## List of tasks
1. Using the article on helping Chicago during the pandemic, decide whether each statement is true: (a) the city has recorded more than 33,000 COVID-19 cases; (b) the Greater Chicago Food Depository wants volunteers between 18 and 65 years old; (c) PAWS Chicago set up an online "store." Answer yes or no for each and quote the words from the article that decide it.
2. List every section heading that appears below the title of the article on helping Chicago during the pandemic.
3. Reproduce the passage of the article on helping Chicago during the pandemic, starting at "So far, the" and ending at "Aquarium — Windy City residents could still use our help.".

## Text under study
Start of Block

How to Help Chicago During the Coronavirus Pandemic — From Calling Isolated Seniors to Caring for Pets (Video)
Windy City residents could still use our help.
Much of the world has suffered as COVID-19 has continued to spread and Chicago has been one of the U.S. cities hit particularly hard.
So far, the city has recorded more than 33,000 cases of COVID-19, including more than 1,400 deaths, according to the Chicago Department of Public Health. And the opening of retail locations for in-person shopping remains weeks away with restaurants and bars still after that, NBC Chicago noted.
While Chicago residents have continually found bright spots even amid these harrowing times — who could forget the adorable penguins strolling the halls of the Shedd Aquarium — Windy City residents could still use our help.
From supporting struggling restaurants or artists who have lost work to volunteering to watch the children of healthcare workers, there are many ways to get involved from both near and far.
Support Local Restaurants
One of the best ways to support restaurants is to order food from places offering takeout. To help Chicagoans figure out what is open and available, Dining at a Distance compiled a list of restaurants open for take-out, curbside pick-up, or delivery. Options include everything from famed three-Michelin Star restaurant Alinea (think take-home meals like chilled English pea soup with chamomile compressed cantaloup or “rootbeer” of braised beef short rib) to Rick Bayless’ casual spot, XOCO, where you can snag some pork carnitas tortas and Mexican Coke.
Help Furry Chicagoans
Humans aren’t the only ones struggling during the COVID-19 pandemic. And even though many people have committed to adopting or fostering pets, rescue groups could still use our help. To help with urgent needs and supplies, PAWS Chicago set up an online “store” where people can purchase things like cleaning and disinfecting towels, PPE, or medicine for pets in need.
Provide Meals for Neighbors In Need
As more and more people lose work or deal with reduced hours, food insecurity has become an issue many are dealing with. That’s where food pantries and volunteer networks can step in to help. Donate to programs like Common Pantry’s “I Am Your Neighbor” initiative, which provides meals from participating restaurants to those in need. Donors call and pay the restaurant directly. Program participants can then order from the restaurant with the cost of the meal deducted from the “running tab.”
Additionally, the Lakeview Pantry has set up food distribution centers, including a temporary location at famed Wrigley Field. People can donate to their efforts or volunteer to work doing things like packing groceries and sorting food. Similarly, the Greater Chicago Food Depository is accepting donations to help feed their network as well as seeking volunteers between 18 and 60 years old to help pack food.

End of Block

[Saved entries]
Start of Block

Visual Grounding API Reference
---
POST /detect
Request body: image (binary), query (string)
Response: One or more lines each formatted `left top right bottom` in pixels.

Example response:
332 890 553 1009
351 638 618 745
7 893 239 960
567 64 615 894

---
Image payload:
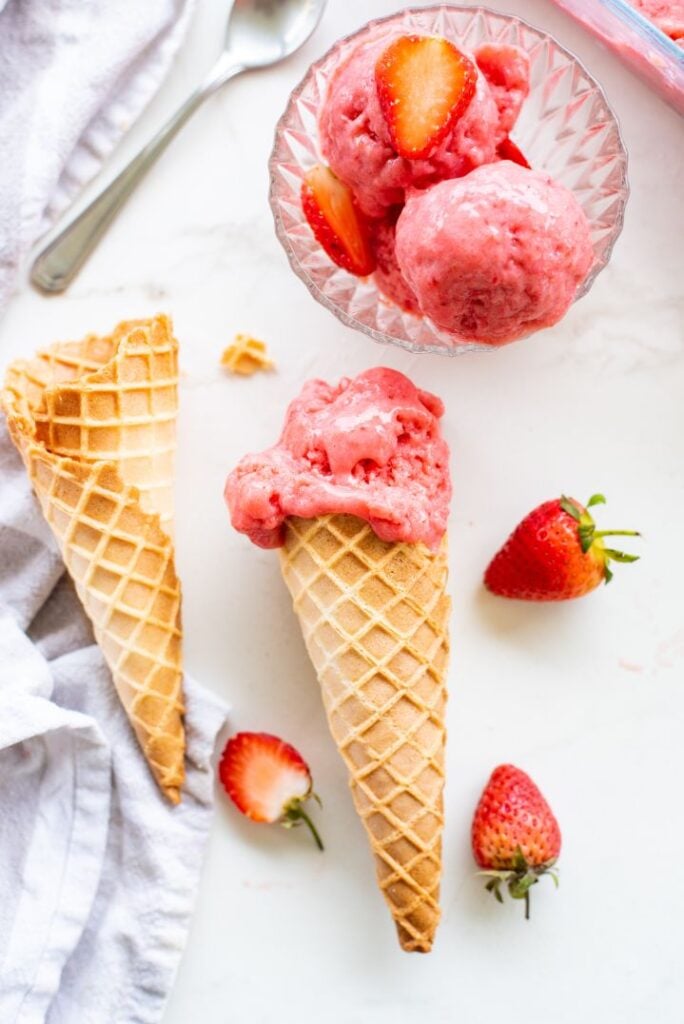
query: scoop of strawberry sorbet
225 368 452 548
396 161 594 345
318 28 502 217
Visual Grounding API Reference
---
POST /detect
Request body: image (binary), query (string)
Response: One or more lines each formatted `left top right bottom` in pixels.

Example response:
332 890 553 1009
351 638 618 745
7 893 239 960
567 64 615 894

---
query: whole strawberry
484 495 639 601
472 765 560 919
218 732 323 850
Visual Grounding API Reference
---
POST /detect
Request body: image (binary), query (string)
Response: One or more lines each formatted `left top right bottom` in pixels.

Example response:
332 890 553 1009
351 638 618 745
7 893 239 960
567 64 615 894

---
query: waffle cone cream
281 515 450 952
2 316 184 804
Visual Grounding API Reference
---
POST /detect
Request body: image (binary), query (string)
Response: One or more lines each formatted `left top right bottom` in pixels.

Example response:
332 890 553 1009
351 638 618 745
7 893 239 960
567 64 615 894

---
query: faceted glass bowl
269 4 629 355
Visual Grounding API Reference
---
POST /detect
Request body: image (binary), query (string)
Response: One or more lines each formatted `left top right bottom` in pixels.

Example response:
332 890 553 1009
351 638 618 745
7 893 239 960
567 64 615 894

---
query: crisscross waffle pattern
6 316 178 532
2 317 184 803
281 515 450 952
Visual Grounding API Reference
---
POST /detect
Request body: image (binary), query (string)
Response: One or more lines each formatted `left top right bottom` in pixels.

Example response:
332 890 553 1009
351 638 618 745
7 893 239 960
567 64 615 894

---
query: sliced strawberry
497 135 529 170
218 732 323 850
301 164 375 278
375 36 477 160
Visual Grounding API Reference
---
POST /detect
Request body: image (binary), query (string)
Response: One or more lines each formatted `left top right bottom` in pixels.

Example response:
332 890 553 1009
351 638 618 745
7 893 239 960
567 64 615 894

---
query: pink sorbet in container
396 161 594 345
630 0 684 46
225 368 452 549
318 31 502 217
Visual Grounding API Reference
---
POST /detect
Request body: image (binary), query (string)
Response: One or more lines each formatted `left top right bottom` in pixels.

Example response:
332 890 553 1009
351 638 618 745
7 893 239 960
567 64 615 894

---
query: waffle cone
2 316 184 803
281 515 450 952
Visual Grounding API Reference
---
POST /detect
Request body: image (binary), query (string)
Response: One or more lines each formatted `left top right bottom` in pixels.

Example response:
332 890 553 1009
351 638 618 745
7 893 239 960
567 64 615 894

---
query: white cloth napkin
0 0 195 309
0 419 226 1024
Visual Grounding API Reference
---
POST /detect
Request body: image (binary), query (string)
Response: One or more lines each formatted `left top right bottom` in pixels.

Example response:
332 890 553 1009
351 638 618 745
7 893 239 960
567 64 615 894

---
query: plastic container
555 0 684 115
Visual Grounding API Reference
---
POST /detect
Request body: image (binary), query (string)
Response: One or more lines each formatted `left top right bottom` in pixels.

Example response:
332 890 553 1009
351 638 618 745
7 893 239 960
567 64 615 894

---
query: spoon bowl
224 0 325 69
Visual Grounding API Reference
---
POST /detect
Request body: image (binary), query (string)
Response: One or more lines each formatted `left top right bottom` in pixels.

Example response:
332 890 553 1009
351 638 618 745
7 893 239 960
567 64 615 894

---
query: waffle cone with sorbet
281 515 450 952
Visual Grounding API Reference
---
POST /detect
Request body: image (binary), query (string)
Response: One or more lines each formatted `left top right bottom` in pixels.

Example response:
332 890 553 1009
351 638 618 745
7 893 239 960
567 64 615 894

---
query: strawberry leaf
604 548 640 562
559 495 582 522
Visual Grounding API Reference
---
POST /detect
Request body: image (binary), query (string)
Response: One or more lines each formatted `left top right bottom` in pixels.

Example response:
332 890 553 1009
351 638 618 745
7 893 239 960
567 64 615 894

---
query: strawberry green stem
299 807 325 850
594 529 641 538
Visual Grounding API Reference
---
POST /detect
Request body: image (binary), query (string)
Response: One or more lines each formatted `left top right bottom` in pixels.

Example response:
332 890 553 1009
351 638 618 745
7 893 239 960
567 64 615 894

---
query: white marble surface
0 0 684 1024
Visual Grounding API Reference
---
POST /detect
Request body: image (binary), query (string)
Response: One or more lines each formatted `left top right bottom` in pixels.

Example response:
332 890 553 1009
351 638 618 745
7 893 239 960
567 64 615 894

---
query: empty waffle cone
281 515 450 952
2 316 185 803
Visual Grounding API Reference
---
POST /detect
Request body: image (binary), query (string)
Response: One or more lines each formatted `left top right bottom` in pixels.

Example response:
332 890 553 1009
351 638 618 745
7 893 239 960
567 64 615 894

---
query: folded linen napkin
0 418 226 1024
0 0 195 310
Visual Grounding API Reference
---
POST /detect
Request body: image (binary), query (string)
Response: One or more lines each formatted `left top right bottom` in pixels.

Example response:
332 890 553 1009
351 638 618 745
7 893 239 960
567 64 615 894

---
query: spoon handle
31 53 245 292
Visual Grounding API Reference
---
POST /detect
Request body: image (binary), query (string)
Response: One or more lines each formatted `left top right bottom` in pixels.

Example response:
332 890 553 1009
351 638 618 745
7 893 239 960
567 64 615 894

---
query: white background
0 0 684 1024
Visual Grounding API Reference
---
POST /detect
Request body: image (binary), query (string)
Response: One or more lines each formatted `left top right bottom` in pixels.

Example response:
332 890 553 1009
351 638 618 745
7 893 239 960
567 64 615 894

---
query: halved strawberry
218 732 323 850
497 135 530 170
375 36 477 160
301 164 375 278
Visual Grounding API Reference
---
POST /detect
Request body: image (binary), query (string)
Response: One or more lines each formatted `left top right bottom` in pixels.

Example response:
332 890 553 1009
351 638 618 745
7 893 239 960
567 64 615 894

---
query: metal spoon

End of Block
Start of Block

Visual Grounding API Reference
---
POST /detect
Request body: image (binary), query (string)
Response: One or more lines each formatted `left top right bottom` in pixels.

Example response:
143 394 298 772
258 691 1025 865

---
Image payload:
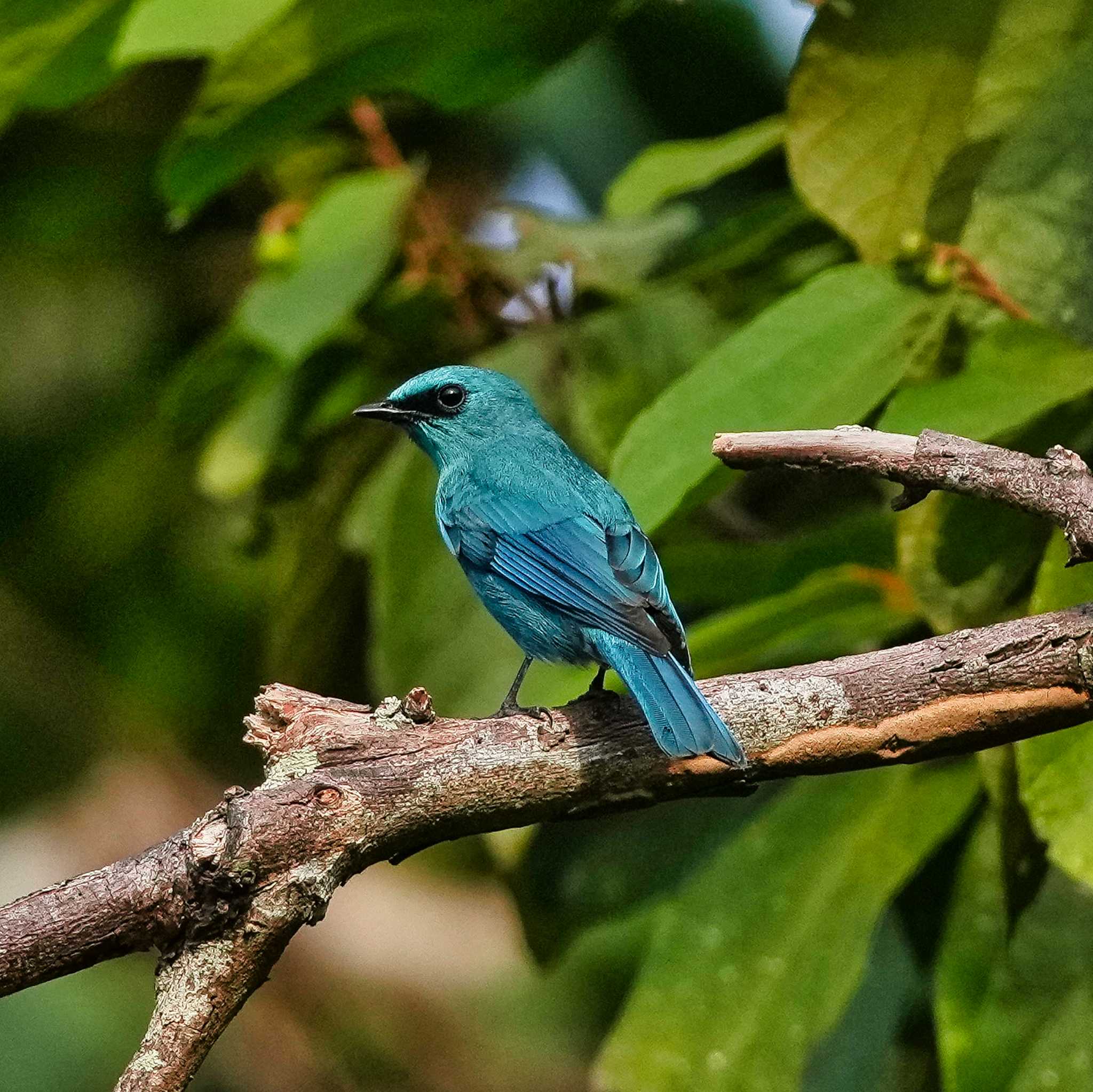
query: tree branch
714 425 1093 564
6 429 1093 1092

End of Block
Start of Block

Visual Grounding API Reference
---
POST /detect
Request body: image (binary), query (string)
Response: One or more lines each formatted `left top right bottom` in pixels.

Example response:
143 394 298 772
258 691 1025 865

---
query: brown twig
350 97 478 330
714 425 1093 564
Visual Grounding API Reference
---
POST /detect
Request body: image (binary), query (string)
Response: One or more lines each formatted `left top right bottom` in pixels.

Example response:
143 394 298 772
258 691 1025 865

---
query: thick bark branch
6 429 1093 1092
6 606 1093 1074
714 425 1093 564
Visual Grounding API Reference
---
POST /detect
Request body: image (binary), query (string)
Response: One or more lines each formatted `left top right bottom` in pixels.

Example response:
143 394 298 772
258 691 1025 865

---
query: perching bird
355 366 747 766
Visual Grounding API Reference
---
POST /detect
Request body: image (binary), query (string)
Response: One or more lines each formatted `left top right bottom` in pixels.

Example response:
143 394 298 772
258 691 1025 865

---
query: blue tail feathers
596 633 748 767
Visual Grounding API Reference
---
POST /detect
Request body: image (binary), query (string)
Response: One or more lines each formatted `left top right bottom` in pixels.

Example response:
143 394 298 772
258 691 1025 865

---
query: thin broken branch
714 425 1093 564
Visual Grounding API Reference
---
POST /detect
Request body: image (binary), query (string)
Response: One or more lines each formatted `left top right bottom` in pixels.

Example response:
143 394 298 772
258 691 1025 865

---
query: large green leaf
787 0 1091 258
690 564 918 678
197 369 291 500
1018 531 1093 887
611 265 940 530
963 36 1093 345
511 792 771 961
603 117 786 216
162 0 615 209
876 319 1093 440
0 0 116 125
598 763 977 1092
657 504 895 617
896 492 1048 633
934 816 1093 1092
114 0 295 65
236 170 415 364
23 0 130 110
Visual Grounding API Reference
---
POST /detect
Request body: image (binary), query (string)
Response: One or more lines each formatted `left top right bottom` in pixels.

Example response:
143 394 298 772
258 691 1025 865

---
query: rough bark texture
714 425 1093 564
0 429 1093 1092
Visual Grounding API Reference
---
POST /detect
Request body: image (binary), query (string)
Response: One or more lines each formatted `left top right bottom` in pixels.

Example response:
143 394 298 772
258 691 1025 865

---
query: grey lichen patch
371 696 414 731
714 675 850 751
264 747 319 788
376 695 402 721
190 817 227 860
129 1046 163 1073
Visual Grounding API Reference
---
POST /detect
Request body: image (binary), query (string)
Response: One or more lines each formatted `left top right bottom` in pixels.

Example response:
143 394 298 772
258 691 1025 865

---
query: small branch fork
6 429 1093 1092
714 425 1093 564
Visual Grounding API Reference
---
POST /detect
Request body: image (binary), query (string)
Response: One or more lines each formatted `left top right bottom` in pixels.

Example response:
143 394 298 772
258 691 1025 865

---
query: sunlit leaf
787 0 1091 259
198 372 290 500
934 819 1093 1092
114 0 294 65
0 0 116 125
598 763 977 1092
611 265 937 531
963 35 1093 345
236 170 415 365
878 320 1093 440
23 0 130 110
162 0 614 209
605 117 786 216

End of Block

## Task answers
1.
(a) Yes: "the city has recorded more than 33,000 cases of COVID-19"
(b) No: "seeking volunteers between 18 and 60 years old to help pack food"
(c) Yes: "PAWS Chicago set up an online “store” where people can purchase things like cleaning and disinfecting towels, PPE, or medicine for pets in need"

2.
Support Local Restaurants
Help Furry Chicagoans
Provide Meals for Neighbors In Need

3.
So far, the city has recorded more than 33,000 cases of COVID-19, including more than 1,400 deaths, according to the Chicago Department of Public Health. And the opening of retail locations for in-person shopping remains weeks away with restaurants and bars still after that, NBC Chicago noted.
While Chicago residents have continually found bright spots even amid these harrowing times — who could forget the adorable penguins strolling the halls of the Shedd Aquarium — Windy City residents could still use our help.